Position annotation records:

- - - - -

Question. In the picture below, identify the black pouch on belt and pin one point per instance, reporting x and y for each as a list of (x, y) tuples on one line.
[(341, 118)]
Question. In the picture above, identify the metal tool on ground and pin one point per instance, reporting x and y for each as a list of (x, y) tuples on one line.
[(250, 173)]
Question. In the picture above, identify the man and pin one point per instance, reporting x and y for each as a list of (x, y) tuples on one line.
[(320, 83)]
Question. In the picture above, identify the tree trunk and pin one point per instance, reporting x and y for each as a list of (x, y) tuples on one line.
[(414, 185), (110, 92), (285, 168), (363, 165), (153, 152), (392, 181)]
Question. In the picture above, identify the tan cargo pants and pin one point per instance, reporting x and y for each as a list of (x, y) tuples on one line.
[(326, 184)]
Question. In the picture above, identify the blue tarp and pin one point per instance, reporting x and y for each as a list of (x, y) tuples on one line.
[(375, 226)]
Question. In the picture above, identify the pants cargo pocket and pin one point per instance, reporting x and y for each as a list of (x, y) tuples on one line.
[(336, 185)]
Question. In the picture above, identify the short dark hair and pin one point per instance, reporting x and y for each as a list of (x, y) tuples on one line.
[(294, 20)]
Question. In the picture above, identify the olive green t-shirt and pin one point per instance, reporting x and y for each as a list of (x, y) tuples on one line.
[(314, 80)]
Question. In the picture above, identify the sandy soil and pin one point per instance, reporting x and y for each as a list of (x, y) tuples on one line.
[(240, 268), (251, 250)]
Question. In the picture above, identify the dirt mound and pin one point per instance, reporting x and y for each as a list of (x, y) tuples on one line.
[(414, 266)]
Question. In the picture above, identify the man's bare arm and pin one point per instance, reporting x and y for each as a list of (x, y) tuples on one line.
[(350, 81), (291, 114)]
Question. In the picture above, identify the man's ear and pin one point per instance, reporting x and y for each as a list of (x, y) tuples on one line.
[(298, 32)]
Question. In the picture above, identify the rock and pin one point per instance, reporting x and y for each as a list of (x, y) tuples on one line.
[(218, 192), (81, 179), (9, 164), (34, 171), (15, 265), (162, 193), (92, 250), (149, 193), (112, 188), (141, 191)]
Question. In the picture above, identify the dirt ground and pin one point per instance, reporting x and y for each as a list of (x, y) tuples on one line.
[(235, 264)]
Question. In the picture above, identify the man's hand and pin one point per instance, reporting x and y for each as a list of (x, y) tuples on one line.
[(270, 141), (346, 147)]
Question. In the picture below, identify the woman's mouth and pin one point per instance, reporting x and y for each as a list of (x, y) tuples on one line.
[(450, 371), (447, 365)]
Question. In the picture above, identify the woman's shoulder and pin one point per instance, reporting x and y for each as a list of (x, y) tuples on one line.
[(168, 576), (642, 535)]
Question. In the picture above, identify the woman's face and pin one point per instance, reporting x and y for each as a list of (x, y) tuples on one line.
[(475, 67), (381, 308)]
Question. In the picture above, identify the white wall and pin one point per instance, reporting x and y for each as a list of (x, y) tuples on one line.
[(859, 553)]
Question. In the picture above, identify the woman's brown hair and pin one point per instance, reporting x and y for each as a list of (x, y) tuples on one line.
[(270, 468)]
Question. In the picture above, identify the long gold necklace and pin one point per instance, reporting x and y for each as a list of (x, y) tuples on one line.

- - - - -

● **Stated task**: Repeat all of the records above word for word, keeping every line as it is.

● **Solution to this task**:
Question. In the picture below, identify the black pouch on belt and pin one point per instance, reporting x and y for each as a list of (x, y) tuples on one line.
[(341, 118)]
Question. In the picture above, identify the metal tool on ground and pin one point per instance, reporting x and y for each as a list of (x, y) tuples on one line.
[(250, 173)]
Question. In the picture above, identify the man and pin one point per instance, reporting x and y for each as a list of (x, y) tuples on one line.
[(320, 83)]
Question. In the picture above, identify the tree trunk and pin one point per instance, reporting x and y for each as a list of (x, y) tuples on one line.
[(414, 185), (110, 92), (285, 168), (363, 165), (153, 152), (392, 181)]
Question. In the picture above, identify the tan cargo pants and pin one point per instance, reporting x and y for each as a list of (x, y) tuples on one line.
[(326, 184)]
Question. In the picture above, identify the blue tarp and pin one point per instance, reporting x and y for each as a list of (x, y) tuples on one line.
[(375, 226)]
Question. In the picture above, identify the pants cargo pocket and pin one point per instance, reporting x and y for each as a list of (x, y) tuples on one line.
[(336, 185)]
Question. In the picture above, identify the short dark hair and pin one point per instance, reporting x and y for each as a list of (x, y) tuples on one line.
[(294, 20)]
Question. In the picture above, identify the olive green t-shirt and pin one point per instance, reporting x and y for each as a list of (x, y) tuples on one line.
[(314, 80)]
Question. In the picture above, identify the sandy soil and pin one point per instance, reporting x and y for each as a list of (x, y) tuples on one line.
[(240, 268), (251, 250)]
Question. In the picture above, identify the dirt mound and pin one point per instance, reporting x and y for each as a list of (x, y) tuples on one line.
[(414, 266)]
Question. In the picture above, identify the man's bare arm and pin one point per instance, reporting x and y for each as a list of (x, y) tuples on one line.
[(350, 81), (291, 114)]
Question. In the picture above, identify the man's ear and pin one point per instance, reporting x and y for each as a list of (x, y) tuples on one line.
[(298, 32)]
Question. In the picture above, identify the rock and pin one point per instance, reporting x and y for each as a list of (x, y) tuples on one line.
[(218, 192), (81, 179), (9, 164), (34, 171), (15, 265), (162, 193), (92, 250), (149, 193), (112, 188), (141, 191)]
Question. In the picture above, identify the dirt ground and pin one point per instance, reporting x and y for each as a list of (x, y) tuples on one line.
[(235, 264)]
Question. In the picture above, identify the man's hand and pin one point per instance, reporting x and y for each as a list of (x, y) tuples on one line.
[(270, 141), (346, 147)]
Question. In the picture below, identify the woman's mouth and pin one point per instance, reporting x and y for each as a list of (x, y) tuples on one line.
[(450, 371), (447, 365)]
Question. In the picture above, identify the woman's shoulder and pin one point per instance, reporting x and y for each as a list of (x, y) tuples on one line.
[(168, 576), (642, 535)]
Question. In the picture above, identify the woman's face and pin one point per instance, reporting x and y for each as a list of (x, y) tuples on one line.
[(475, 67), (381, 308)]
Question. In the picture above, identify the white wall and pin one point per instance, reporting x and y for each as a list of (x, y) tuples on one line.
[(859, 553)]
Question. In the picture above, identify the woman's brown hair and pin one point per instance, reporting x and y for each as a list of (x, y) tuples on one line.
[(270, 468)]
Question. In the picture above, identify the long gold necklace and pin one point per instance, reporting x and y for each as a list of (x, y) tuples on one line.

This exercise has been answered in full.